# help remove stuck starter



## panopb13 (Dec 9, 2007)

hello everyone i was trying to replace my starter today but im having a difficult time removing it from the transmission ive remove the two bolts thats holding it, do any of you guys have a trick or a method of prying the starter loose? really appreciate any suggestions thanks


----------



## trace_busta (Feb 2, 2008)

take it to a mechanic.

your starter isn't connected to the transmission, its connected to the flywheel/flexplate.

i've taken starters off fords and buicks, never a nissan but, they had more than two bolts.

don't forget to remove your wires, and the ground from your battery.

check for more bolts. in the buick I had there were two bolts vertically and one horizontallly.

if you're still stumped call a nissan dealership, they'll be able to help you since they have nissan trained techs.


----------



## fleck (Jan 12, 2007)

there's definitely only 2 bolts in the b13 starter, one going one way and one going the other if i remember correctly, and the starter should definitely fall right off after it's been unbolted. the only part i had trouble with was getting it back in, which i had to separate the wire that says 'do not cut' lol... well, i had to cut it for the new one to go in. no big deal tho just a looser wire than factory.


----------



## i r teh noobz (Apr 26, 2007)

The starters are different for each motor/tranny combo. Mine is a 1.6L auto.

The starter has two bolts and one heavy gauge wire from the battery. There is also a plug on the solenoid that needs unhooked. The starter should come out without a fight, but you may have to lift it up a little to make sure it's level. I took out mine from the top, but had to look from underneath to figure out how to unhook everything.


----------



## IanH (Feb 11, 2003)

I suspect you have undone one of the Engine to transmission bolts instead of the starter bolt.
As said above there is one bolt facing the battery and one facing the engine. And they are difficult to see, then it just falls out.
IF it is stuck a gentle tap with a hammer handle should be enough, don't go levering anything, it not tight.


----------



## greenbean699 (Jan 18, 2004)

trace_busta.....what are you doing on this server???........take it to a mechanic????? lmfao


----------



## panopb13 (Dec 9, 2007)

thanks a lot fellas and you guys were right i did remove two bolts from the same side i guess i'll try again thanks for the help


----------



## IanH (Feb 11, 2003)

Let us know what you find.
Good Luck................


----------

— PROVIDED DATA —
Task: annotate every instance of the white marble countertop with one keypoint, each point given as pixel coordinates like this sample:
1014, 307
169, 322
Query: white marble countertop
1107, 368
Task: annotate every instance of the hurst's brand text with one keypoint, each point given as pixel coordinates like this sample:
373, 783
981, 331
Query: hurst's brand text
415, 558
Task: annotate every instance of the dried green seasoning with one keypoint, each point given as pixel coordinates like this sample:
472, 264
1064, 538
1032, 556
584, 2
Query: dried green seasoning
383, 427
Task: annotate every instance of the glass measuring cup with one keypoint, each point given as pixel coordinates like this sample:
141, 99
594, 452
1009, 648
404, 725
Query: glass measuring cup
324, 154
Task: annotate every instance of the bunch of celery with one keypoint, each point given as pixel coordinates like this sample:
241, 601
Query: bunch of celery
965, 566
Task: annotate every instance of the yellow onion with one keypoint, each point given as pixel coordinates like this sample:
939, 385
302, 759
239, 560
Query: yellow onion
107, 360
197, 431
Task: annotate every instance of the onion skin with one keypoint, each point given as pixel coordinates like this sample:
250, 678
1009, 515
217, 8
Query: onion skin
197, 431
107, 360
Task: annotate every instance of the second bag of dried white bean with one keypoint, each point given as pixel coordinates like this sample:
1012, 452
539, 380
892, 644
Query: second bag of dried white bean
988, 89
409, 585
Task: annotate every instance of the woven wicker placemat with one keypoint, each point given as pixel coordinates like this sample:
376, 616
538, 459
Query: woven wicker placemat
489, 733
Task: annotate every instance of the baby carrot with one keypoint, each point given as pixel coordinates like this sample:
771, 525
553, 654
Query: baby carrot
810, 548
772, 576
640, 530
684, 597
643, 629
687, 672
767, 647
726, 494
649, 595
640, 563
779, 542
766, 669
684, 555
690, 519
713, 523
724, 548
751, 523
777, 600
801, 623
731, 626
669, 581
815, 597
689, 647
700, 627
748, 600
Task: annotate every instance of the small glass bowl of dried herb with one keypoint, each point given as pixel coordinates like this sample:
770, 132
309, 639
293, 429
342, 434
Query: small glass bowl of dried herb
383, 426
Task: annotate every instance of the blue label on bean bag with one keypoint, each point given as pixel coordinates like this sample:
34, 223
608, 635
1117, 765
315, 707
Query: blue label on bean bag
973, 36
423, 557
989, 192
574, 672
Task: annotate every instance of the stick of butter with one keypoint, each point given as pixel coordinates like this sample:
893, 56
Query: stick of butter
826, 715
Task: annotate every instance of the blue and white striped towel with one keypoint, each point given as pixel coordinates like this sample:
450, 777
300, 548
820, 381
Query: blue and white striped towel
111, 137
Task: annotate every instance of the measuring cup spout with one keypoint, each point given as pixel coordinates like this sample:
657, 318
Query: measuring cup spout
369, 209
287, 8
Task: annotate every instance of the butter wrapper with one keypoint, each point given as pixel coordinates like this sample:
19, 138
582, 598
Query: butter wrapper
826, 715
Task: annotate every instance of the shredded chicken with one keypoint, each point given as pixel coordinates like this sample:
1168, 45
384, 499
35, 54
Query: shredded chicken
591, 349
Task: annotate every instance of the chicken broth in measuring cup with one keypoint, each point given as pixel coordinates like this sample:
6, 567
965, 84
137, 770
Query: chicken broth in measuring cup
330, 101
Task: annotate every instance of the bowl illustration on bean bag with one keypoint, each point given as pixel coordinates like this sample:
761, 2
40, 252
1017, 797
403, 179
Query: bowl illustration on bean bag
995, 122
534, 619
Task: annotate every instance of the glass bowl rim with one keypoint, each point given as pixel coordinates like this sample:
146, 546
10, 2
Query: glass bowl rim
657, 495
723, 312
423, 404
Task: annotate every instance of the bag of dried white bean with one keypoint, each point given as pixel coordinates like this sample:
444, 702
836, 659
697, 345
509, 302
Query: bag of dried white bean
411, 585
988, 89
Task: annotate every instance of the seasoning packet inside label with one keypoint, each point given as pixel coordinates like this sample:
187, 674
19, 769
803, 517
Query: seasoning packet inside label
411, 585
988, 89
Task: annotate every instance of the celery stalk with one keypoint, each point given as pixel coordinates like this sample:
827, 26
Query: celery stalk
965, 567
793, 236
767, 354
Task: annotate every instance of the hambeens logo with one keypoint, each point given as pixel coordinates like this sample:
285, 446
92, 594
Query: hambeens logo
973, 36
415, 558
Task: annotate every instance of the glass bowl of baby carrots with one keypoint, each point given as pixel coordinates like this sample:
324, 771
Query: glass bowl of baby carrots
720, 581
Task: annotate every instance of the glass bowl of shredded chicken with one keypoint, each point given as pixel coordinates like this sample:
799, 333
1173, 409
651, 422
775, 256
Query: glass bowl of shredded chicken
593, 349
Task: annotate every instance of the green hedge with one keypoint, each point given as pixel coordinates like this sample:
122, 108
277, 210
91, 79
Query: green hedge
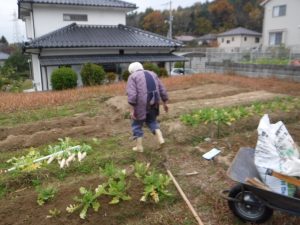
92, 74
63, 78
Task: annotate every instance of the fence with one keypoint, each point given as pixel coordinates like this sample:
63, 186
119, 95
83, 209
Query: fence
279, 61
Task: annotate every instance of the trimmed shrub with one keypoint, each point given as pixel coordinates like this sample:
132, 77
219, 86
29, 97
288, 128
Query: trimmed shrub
125, 75
63, 78
92, 74
163, 72
152, 67
111, 77
179, 65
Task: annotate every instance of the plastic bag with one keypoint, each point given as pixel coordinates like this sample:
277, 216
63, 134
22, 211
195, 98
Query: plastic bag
276, 149
275, 184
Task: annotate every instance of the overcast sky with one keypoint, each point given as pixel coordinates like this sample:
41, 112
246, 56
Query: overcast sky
8, 27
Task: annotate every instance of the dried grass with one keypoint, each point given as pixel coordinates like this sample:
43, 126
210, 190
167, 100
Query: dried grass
11, 102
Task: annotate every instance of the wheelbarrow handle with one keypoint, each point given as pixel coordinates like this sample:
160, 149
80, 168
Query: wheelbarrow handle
224, 194
288, 179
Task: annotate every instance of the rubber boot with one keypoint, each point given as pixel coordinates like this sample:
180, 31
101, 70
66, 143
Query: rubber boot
159, 136
139, 145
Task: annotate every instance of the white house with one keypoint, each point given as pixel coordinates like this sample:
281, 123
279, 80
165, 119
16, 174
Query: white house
3, 57
239, 38
74, 32
281, 23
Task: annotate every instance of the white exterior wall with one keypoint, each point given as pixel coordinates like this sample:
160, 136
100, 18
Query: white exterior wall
45, 83
48, 18
239, 42
288, 24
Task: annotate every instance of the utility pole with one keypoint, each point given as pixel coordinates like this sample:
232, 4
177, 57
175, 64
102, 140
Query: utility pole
16, 30
170, 21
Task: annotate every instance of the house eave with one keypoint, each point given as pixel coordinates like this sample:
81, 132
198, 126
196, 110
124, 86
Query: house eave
264, 2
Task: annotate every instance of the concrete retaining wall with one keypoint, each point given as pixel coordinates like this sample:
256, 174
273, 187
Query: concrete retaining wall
254, 70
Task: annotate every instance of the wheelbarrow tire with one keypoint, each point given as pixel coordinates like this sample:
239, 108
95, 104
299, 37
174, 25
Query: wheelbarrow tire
255, 213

— TASK TO CARRY OUT —
Copy everything from "## trace_busta (Feb" down to "than two bolts." in the stuck-starter thread, switching "mechanic" to "repair shop".

— SOLUTION FOR THIS PROBLEM —
## trace_busta (Feb 2, 2008)

take it to a repair shop.

your starter isn't connected to the transmission, its connected to the flywheel/flexplate.

i've taken starters off fords and buicks, never a nissan but, they had more than two bolts.